§ **TASK TO CARRY OUT**
The line that holds "Exercise. Point to the winter" marks the start. Return it and each following line through the end of the data, unchanged.

INPUT MATERIAL Start Marker

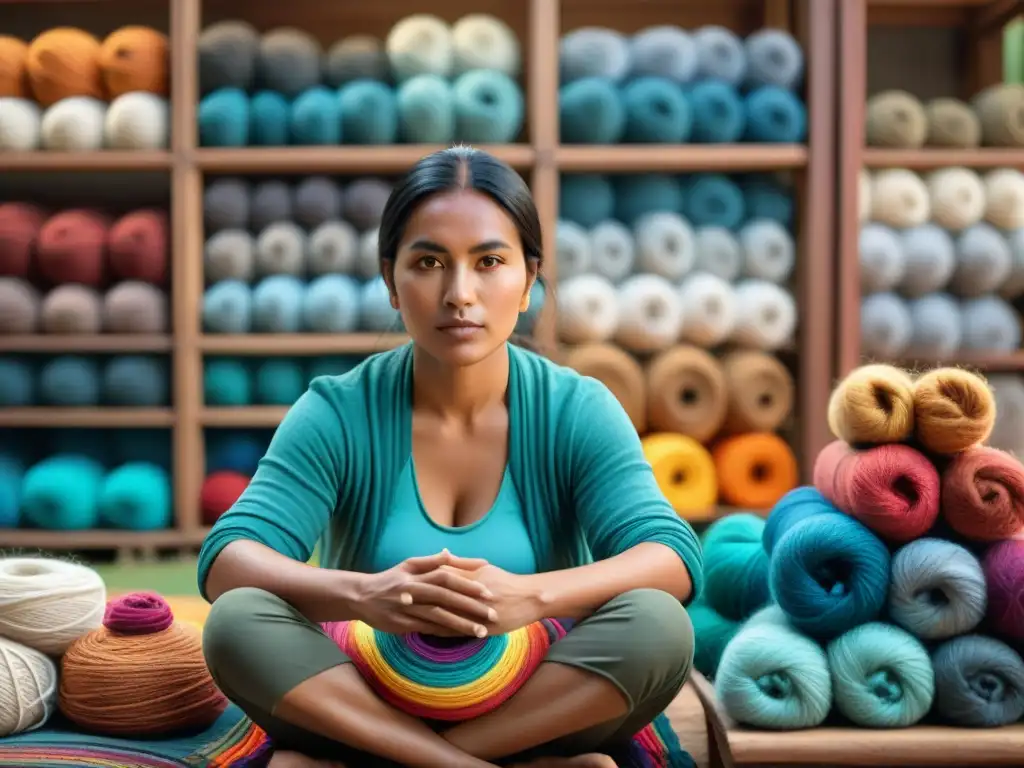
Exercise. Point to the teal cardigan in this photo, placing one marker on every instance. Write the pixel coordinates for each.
(574, 457)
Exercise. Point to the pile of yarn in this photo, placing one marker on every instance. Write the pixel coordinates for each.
(650, 260)
(941, 260)
(83, 270)
(896, 579)
(666, 84)
(67, 90)
(45, 606)
(427, 82)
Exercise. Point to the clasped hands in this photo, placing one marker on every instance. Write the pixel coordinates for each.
(448, 596)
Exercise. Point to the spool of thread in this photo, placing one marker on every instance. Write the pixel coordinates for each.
(893, 488)
(872, 404)
(684, 472)
(979, 682)
(445, 679)
(141, 674)
(1004, 566)
(882, 676)
(28, 688)
(983, 495)
(48, 604)
(829, 573)
(772, 677)
(735, 566)
(755, 469)
(952, 410)
(937, 589)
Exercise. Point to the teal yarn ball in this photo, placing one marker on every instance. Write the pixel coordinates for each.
(136, 497)
(772, 677)
(882, 676)
(735, 566)
(712, 632)
(829, 573)
(62, 493)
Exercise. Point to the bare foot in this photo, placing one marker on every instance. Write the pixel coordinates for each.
(298, 760)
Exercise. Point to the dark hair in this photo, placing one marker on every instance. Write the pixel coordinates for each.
(462, 168)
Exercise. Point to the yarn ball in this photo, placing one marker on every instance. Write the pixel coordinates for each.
(48, 604)
(772, 677)
(1004, 565)
(979, 682)
(141, 674)
(952, 410)
(735, 565)
(28, 688)
(829, 573)
(937, 589)
(882, 676)
(872, 404)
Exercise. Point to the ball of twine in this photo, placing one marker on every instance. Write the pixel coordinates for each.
(141, 674)
(47, 604)
(28, 688)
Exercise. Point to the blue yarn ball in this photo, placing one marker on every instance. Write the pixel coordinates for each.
(269, 117)
(591, 112)
(223, 118)
(369, 113)
(829, 573)
(315, 118)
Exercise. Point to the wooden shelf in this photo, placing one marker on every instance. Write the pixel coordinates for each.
(112, 418)
(630, 158)
(337, 159)
(299, 344)
(115, 343)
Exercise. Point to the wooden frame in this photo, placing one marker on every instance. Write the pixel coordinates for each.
(540, 25)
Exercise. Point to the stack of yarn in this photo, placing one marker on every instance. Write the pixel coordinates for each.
(427, 82)
(941, 259)
(666, 84)
(895, 583)
(120, 668)
(67, 90)
(83, 270)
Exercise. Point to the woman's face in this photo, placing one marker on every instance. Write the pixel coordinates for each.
(460, 276)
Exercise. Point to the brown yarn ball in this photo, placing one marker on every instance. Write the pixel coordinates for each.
(61, 62)
(13, 81)
(134, 58)
(872, 406)
(953, 410)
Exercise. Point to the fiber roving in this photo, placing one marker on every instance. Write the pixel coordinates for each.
(772, 677)
(952, 410)
(983, 495)
(882, 676)
(828, 573)
(937, 589)
(892, 488)
(141, 674)
(872, 404)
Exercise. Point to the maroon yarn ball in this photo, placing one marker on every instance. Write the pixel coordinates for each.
(1004, 564)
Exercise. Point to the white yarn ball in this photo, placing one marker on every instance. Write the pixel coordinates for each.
(47, 604)
(28, 688)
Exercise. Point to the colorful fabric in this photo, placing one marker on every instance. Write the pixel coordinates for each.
(232, 741)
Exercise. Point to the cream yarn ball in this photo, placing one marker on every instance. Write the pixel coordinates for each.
(47, 604)
(28, 688)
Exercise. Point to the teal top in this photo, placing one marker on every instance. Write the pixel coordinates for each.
(335, 465)
(500, 537)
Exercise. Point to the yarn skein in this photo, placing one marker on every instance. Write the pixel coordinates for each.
(47, 604)
(872, 404)
(882, 676)
(141, 674)
(937, 590)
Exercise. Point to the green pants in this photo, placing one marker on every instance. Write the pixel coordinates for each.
(258, 648)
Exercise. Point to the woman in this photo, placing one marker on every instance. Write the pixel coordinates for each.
(458, 485)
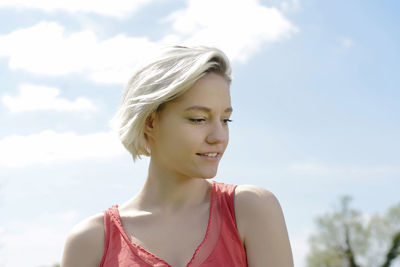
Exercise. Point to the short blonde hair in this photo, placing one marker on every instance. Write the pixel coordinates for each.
(159, 81)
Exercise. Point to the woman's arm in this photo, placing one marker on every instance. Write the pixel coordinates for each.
(85, 244)
(260, 216)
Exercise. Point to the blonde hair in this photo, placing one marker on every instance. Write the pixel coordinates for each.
(159, 81)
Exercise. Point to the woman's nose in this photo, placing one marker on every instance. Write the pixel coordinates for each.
(218, 132)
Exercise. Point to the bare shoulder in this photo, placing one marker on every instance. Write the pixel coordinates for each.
(260, 219)
(85, 243)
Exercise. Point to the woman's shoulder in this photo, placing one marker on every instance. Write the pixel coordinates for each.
(252, 202)
(84, 245)
(262, 225)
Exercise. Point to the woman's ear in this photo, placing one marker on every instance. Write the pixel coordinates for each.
(149, 126)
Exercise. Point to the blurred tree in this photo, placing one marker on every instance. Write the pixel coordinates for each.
(345, 238)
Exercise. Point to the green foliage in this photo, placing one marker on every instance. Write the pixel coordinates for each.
(345, 238)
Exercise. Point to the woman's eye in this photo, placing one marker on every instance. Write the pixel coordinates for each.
(196, 120)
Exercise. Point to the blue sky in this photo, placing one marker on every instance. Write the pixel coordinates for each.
(315, 95)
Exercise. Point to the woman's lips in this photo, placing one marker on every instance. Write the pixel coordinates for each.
(209, 157)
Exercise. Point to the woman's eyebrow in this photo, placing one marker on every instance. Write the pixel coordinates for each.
(206, 109)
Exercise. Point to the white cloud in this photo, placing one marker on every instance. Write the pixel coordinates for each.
(48, 147)
(46, 49)
(116, 8)
(42, 240)
(240, 30)
(34, 97)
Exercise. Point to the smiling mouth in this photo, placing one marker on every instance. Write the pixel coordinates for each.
(209, 156)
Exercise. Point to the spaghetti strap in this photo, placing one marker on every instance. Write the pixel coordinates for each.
(221, 245)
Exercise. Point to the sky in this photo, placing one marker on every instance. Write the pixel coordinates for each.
(315, 95)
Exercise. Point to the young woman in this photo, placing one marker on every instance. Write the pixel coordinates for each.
(176, 110)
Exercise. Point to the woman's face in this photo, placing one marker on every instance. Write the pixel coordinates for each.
(192, 125)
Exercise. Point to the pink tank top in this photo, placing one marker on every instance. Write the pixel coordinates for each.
(221, 245)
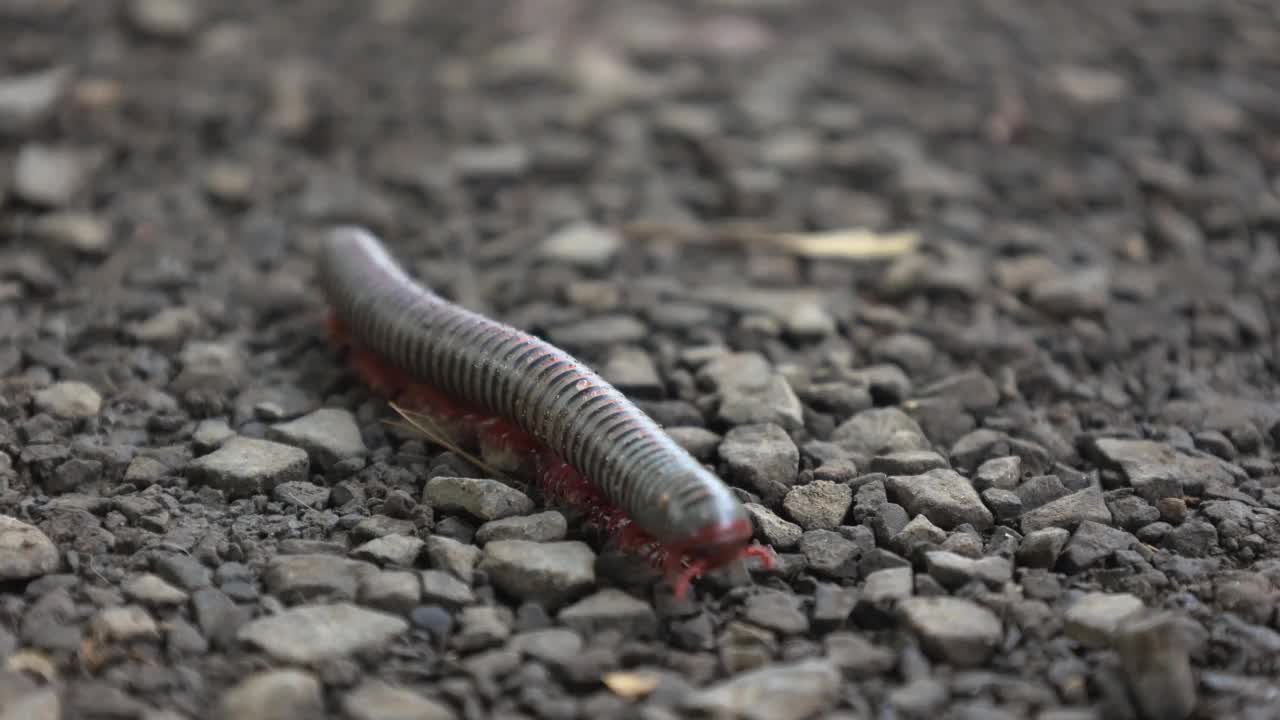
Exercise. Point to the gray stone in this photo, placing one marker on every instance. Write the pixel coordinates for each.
(1069, 511)
(49, 176)
(952, 629)
(151, 589)
(301, 493)
(69, 399)
(479, 497)
(378, 700)
(123, 624)
(245, 466)
(394, 550)
(393, 591)
(581, 244)
(1092, 620)
(443, 588)
(1004, 473)
(611, 610)
(819, 505)
(549, 573)
(453, 556)
(1041, 548)
(24, 551)
(28, 99)
(777, 532)
(762, 458)
(316, 633)
(329, 436)
(274, 695)
(880, 431)
(1157, 665)
(784, 691)
(942, 496)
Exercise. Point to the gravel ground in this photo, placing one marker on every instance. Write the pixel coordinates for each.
(1027, 469)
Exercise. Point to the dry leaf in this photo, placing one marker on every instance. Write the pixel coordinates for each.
(630, 686)
(850, 244)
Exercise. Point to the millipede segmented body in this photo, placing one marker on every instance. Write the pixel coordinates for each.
(593, 447)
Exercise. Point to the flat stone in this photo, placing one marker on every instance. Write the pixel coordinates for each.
(316, 633)
(942, 496)
(30, 99)
(762, 458)
(49, 176)
(69, 399)
(549, 525)
(543, 572)
(583, 244)
(393, 550)
(780, 533)
(443, 588)
(1157, 665)
(329, 436)
(246, 466)
(479, 497)
(378, 700)
(274, 695)
(952, 629)
(26, 551)
(1069, 511)
(611, 610)
(453, 556)
(818, 505)
(784, 691)
(151, 589)
(124, 624)
(1092, 620)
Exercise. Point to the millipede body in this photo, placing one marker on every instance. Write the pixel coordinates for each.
(586, 443)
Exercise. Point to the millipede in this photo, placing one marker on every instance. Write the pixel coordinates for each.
(530, 408)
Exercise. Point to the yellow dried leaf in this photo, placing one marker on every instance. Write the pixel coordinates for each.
(630, 686)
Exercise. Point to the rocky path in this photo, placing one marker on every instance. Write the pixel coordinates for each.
(1022, 465)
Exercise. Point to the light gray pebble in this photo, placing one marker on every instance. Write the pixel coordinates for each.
(26, 551)
(443, 588)
(394, 550)
(453, 556)
(301, 493)
(1069, 511)
(581, 244)
(1004, 473)
(540, 527)
(1093, 619)
(151, 589)
(782, 534)
(609, 610)
(952, 629)
(393, 591)
(245, 466)
(329, 436)
(479, 497)
(69, 399)
(762, 458)
(944, 496)
(378, 700)
(28, 99)
(782, 691)
(818, 505)
(274, 695)
(49, 176)
(316, 633)
(549, 573)
(1041, 548)
(123, 624)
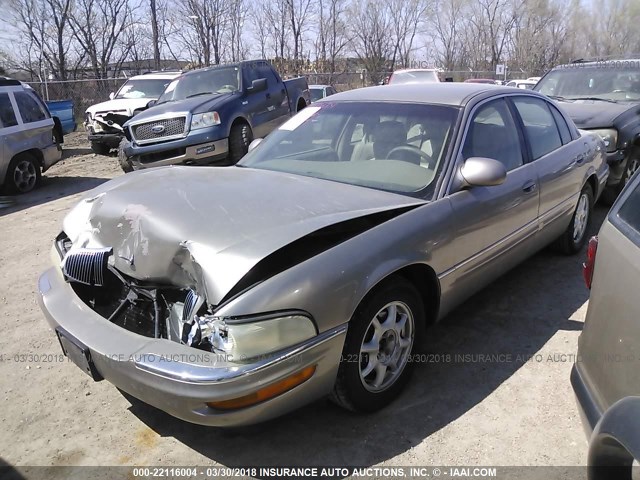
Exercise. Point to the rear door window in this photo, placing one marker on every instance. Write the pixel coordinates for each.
(629, 211)
(30, 110)
(7, 115)
(539, 125)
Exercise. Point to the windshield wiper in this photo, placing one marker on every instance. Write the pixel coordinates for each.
(596, 98)
(198, 94)
(558, 97)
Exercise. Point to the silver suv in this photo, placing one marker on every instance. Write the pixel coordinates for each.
(27, 145)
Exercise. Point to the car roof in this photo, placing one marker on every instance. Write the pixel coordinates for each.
(444, 93)
(157, 76)
(610, 63)
(403, 70)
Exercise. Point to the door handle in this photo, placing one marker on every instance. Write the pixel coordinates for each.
(529, 187)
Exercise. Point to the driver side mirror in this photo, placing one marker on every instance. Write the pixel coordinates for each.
(482, 172)
(258, 85)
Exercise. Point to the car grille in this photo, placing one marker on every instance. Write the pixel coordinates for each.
(159, 130)
(86, 265)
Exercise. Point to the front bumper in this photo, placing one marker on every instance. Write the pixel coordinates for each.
(110, 139)
(180, 379)
(199, 147)
(587, 407)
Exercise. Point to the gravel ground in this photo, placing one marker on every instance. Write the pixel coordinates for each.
(518, 409)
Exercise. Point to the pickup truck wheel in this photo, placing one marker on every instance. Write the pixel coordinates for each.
(100, 148)
(376, 359)
(23, 174)
(123, 160)
(572, 240)
(239, 140)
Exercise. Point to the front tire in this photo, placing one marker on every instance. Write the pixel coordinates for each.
(23, 174)
(100, 148)
(376, 360)
(123, 160)
(239, 139)
(574, 237)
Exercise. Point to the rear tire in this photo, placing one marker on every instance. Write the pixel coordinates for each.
(23, 174)
(574, 237)
(239, 140)
(123, 160)
(100, 148)
(376, 360)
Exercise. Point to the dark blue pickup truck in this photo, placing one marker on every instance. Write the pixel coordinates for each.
(210, 115)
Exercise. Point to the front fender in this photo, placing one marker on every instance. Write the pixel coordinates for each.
(615, 441)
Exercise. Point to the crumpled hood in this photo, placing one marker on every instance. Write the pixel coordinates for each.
(121, 104)
(206, 228)
(593, 113)
(199, 104)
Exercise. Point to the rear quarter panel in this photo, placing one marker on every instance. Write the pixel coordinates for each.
(609, 346)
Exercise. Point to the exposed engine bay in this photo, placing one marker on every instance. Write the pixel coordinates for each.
(151, 310)
(109, 122)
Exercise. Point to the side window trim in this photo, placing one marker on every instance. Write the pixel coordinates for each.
(457, 159)
(558, 117)
(505, 102)
(522, 126)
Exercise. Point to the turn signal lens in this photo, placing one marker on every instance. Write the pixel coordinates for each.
(266, 393)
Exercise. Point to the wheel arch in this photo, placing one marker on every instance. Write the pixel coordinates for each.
(239, 120)
(426, 283)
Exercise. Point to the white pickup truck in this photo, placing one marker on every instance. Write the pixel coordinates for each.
(104, 121)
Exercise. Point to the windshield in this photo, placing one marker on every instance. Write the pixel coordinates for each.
(386, 146)
(316, 94)
(145, 88)
(416, 76)
(575, 82)
(202, 82)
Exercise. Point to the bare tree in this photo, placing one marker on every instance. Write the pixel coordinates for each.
(298, 12)
(99, 26)
(448, 21)
(332, 40)
(372, 42)
(406, 17)
(39, 22)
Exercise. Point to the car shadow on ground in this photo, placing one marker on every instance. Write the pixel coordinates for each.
(50, 188)
(75, 151)
(495, 321)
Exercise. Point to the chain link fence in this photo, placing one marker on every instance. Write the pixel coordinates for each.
(85, 93)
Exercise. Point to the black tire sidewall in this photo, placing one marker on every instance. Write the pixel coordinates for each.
(239, 139)
(123, 160)
(396, 289)
(576, 246)
(9, 178)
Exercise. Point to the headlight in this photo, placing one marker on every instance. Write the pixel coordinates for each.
(202, 120)
(610, 138)
(247, 338)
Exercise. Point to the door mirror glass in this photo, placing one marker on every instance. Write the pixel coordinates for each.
(482, 172)
(258, 85)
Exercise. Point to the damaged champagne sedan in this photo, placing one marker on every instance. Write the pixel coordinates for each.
(228, 296)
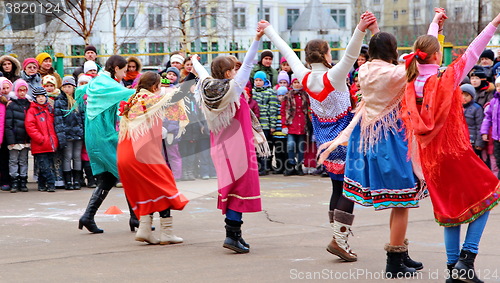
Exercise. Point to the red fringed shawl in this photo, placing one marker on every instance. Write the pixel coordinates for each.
(461, 187)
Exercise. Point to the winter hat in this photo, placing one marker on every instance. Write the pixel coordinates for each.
(84, 79)
(488, 53)
(176, 58)
(39, 91)
(19, 83)
(282, 90)
(260, 75)
(283, 75)
(4, 80)
(175, 70)
(41, 57)
(478, 72)
(69, 80)
(91, 48)
(28, 61)
(266, 53)
(89, 66)
(401, 58)
(469, 89)
(49, 79)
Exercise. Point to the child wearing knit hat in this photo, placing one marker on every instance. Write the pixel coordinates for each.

INPUT MATERIAL End Marker

§ **WRITTEN SOLUTION**
Exercise. Point to the winter hat in this photo, placing one marker on every instance. Write the pixel coordinates for each.
(84, 79)
(488, 53)
(176, 58)
(39, 91)
(19, 83)
(282, 90)
(260, 75)
(283, 75)
(4, 80)
(175, 70)
(41, 57)
(478, 72)
(69, 80)
(91, 48)
(28, 61)
(266, 53)
(89, 66)
(401, 58)
(469, 89)
(49, 79)
Exercise. Point to the child wearing knit hat in this photo, placing one marker on every instance. Write the pixel coordinates for each.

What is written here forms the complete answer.